### Task objective
Rewrite the rows below, putting "Draw the outline" wherever "Trace the outline" appears and keeping everything else the same.
>>
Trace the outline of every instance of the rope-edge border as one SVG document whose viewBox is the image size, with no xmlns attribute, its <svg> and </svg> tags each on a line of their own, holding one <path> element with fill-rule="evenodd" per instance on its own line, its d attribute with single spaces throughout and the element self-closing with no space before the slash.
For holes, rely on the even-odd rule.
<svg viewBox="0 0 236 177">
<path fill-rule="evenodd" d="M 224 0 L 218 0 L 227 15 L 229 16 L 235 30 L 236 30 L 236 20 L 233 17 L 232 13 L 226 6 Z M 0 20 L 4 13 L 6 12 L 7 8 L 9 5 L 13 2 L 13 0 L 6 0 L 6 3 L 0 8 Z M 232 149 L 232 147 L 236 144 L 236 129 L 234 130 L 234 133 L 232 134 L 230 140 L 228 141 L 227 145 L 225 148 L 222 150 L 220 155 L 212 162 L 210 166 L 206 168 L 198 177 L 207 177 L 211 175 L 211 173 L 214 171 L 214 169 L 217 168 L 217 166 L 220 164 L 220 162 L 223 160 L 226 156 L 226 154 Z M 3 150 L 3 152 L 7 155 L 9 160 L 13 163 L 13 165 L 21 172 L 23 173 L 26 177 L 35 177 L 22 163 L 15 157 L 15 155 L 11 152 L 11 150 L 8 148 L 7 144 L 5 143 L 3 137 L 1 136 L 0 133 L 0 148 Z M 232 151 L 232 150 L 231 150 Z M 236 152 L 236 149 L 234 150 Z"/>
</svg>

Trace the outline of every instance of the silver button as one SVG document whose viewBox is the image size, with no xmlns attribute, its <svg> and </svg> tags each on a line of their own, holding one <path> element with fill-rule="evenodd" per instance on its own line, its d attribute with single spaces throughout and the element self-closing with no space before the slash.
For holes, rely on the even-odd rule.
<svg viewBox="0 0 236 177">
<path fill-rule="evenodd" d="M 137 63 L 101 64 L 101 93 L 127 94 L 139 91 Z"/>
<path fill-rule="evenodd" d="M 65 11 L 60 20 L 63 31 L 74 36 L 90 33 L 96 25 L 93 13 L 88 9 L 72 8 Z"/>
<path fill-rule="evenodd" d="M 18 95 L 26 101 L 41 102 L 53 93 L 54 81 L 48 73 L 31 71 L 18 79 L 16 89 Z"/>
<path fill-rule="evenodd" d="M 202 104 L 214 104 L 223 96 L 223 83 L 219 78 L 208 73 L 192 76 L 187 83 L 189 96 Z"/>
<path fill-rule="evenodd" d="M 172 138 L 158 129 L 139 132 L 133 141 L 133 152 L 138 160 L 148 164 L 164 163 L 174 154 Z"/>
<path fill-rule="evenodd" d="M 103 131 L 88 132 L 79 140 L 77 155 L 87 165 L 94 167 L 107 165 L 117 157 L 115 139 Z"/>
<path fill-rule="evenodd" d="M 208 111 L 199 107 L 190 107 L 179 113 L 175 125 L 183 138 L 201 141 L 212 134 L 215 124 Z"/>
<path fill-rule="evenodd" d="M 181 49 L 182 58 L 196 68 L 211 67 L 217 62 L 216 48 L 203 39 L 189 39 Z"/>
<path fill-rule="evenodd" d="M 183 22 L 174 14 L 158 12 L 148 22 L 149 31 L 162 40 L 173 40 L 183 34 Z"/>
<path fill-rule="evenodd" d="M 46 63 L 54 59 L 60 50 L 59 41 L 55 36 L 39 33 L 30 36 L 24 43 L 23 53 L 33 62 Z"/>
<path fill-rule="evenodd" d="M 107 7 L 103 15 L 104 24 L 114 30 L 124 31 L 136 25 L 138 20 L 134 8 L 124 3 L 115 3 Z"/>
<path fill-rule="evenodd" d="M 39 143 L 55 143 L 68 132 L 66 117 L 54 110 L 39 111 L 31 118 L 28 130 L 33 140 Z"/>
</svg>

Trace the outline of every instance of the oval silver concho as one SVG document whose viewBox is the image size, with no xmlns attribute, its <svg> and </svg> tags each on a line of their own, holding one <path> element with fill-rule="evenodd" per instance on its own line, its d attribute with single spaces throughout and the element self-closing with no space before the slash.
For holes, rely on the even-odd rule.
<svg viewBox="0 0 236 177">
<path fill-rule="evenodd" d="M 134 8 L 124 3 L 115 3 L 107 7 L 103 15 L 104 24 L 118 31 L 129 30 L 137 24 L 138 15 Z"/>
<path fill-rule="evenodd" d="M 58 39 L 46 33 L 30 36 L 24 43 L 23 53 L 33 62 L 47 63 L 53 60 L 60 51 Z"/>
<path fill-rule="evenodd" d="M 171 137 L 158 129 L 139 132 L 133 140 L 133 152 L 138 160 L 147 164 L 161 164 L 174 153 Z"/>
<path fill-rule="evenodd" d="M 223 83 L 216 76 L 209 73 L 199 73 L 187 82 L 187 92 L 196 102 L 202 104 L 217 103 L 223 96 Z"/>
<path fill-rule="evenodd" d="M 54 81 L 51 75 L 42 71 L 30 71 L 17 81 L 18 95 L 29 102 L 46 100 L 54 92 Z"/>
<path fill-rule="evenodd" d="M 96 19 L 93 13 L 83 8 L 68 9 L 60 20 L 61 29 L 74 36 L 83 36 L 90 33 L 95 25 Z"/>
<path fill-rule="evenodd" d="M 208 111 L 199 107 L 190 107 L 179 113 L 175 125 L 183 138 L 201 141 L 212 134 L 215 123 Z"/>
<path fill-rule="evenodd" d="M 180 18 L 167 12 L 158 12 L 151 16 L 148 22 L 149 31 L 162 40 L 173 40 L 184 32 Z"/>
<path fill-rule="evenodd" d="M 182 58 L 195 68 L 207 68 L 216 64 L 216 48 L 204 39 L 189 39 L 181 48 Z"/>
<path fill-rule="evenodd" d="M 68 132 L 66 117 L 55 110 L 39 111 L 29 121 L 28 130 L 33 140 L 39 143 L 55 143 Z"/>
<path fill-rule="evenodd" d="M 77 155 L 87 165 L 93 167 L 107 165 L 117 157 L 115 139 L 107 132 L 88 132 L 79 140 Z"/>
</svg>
<<
### Output below
Draw the outline of every instance of the rope-edge border as one SVG document whose viewBox is the image size, with no xmlns attribute, its <svg> and </svg> tags each on a line of their own, holding one <path> element with fill-rule="evenodd" per instance on its own line, its d attribute with single spaces throughout and the element self-closing with no space before the slash.
For holes, rely on the even-odd rule.
<svg viewBox="0 0 236 177">
<path fill-rule="evenodd" d="M 224 0 L 218 0 L 227 15 L 229 16 L 235 30 L 236 30 L 236 20 L 233 17 L 232 13 L 226 6 Z M 0 20 L 4 13 L 6 12 L 7 8 L 9 5 L 13 2 L 13 0 L 6 0 L 6 3 L 0 8 Z M 232 149 L 232 147 L 236 144 L 236 129 L 234 130 L 234 133 L 232 134 L 230 140 L 228 141 L 227 145 L 225 148 L 222 150 L 220 155 L 212 162 L 210 166 L 206 168 L 198 177 L 207 177 L 211 175 L 211 173 L 214 171 L 214 169 L 217 168 L 217 166 L 220 164 L 220 162 L 223 160 L 226 156 L 226 154 Z M 3 150 L 3 152 L 7 155 L 9 160 L 13 163 L 13 165 L 21 172 L 23 173 L 26 177 L 35 177 L 22 163 L 15 157 L 15 155 L 11 152 L 11 150 L 8 148 L 7 144 L 5 143 L 3 137 L 1 136 L 0 133 L 0 148 Z M 232 151 L 232 150 L 231 150 Z M 236 152 L 236 149 L 234 150 Z"/>
</svg>

Draw the outline of every instance of the silver button as one SVG document whose viewBox is the image size, with no xmlns attribute, its <svg> and </svg> tags each on a line of their own, holding one <path> element with fill-rule="evenodd" per instance on its own line, its d attribute with single spaces throughout and the element self-closing with no space before the slash.
For holes, rely on the even-odd rule.
<svg viewBox="0 0 236 177">
<path fill-rule="evenodd" d="M 137 63 L 101 64 L 101 93 L 127 94 L 139 91 Z"/>
<path fill-rule="evenodd" d="M 65 11 L 60 20 L 63 31 L 74 36 L 90 33 L 96 25 L 93 13 L 88 9 L 72 8 Z"/>
<path fill-rule="evenodd" d="M 18 95 L 26 101 L 41 102 L 53 93 L 54 81 L 48 73 L 31 71 L 18 79 L 16 89 Z"/>
<path fill-rule="evenodd" d="M 202 104 L 214 104 L 223 96 L 223 83 L 219 78 L 208 73 L 192 76 L 187 83 L 189 96 Z"/>
<path fill-rule="evenodd" d="M 172 138 L 158 129 L 139 132 L 133 141 L 133 152 L 138 160 L 148 164 L 164 163 L 174 154 Z"/>
<path fill-rule="evenodd" d="M 103 131 L 88 132 L 79 140 L 77 155 L 87 165 L 94 167 L 107 165 L 117 157 L 115 139 Z"/>
<path fill-rule="evenodd" d="M 208 111 L 199 107 L 190 107 L 179 113 L 175 125 L 183 138 L 201 141 L 212 134 L 215 124 Z"/>
<path fill-rule="evenodd" d="M 181 49 L 182 58 L 196 68 L 211 67 L 217 62 L 216 48 L 203 39 L 189 39 Z"/>
<path fill-rule="evenodd" d="M 183 22 L 174 14 L 158 12 L 148 22 L 149 31 L 162 40 L 173 40 L 183 34 Z"/>
<path fill-rule="evenodd" d="M 46 63 L 54 59 L 60 50 L 59 41 L 55 36 L 39 33 L 30 36 L 24 43 L 23 53 L 33 62 Z"/>
<path fill-rule="evenodd" d="M 107 7 L 103 15 L 104 24 L 114 30 L 124 31 L 136 25 L 138 20 L 134 8 L 124 3 L 115 3 Z"/>
<path fill-rule="evenodd" d="M 39 143 L 55 143 L 68 132 L 66 117 L 54 110 L 39 111 L 31 118 L 28 130 L 33 140 Z"/>
</svg>

Draw the outline of every instance of the oval silver concho as one SVG document whose viewBox is the image size, with no xmlns attribute, its <svg> and </svg> tags each on a line of their own, holding one <path> element with fill-rule="evenodd" per instance on its own line, its d attribute with single spaces throughout and the element self-closing with no space before the slash.
For holes, rely on the even-odd rule.
<svg viewBox="0 0 236 177">
<path fill-rule="evenodd" d="M 134 8 L 124 3 L 115 3 L 107 7 L 103 15 L 104 24 L 118 31 L 129 30 L 137 24 L 138 15 Z"/>
<path fill-rule="evenodd" d="M 58 39 L 46 33 L 30 36 L 24 43 L 23 53 L 33 62 L 47 63 L 53 60 L 60 51 Z"/>
<path fill-rule="evenodd" d="M 171 137 L 158 129 L 139 132 L 133 140 L 133 152 L 138 160 L 147 164 L 161 164 L 174 153 Z"/>
<path fill-rule="evenodd" d="M 223 83 L 216 76 L 209 73 L 199 73 L 187 82 L 187 92 L 196 102 L 202 104 L 217 103 L 223 96 Z"/>
<path fill-rule="evenodd" d="M 54 81 L 51 75 L 42 71 L 30 71 L 17 81 L 18 95 L 29 102 L 46 100 L 54 92 Z"/>
<path fill-rule="evenodd" d="M 96 19 L 93 13 L 83 8 L 68 9 L 60 20 L 61 29 L 74 36 L 83 36 L 90 33 L 95 25 Z"/>
<path fill-rule="evenodd" d="M 208 111 L 199 107 L 190 107 L 179 113 L 175 125 L 183 138 L 201 141 L 212 134 L 215 123 Z"/>
<path fill-rule="evenodd" d="M 180 18 L 167 12 L 158 12 L 151 16 L 148 22 L 149 31 L 162 40 L 173 40 L 184 32 Z"/>
<path fill-rule="evenodd" d="M 182 58 L 195 68 L 207 68 L 216 64 L 216 48 L 204 39 L 189 39 L 181 48 Z"/>
<path fill-rule="evenodd" d="M 68 132 L 66 117 L 55 110 L 39 111 L 29 121 L 28 130 L 33 140 L 39 143 L 55 143 Z"/>
<path fill-rule="evenodd" d="M 77 155 L 87 165 L 93 167 L 107 165 L 117 157 L 115 139 L 107 132 L 88 132 L 79 140 Z"/>
</svg>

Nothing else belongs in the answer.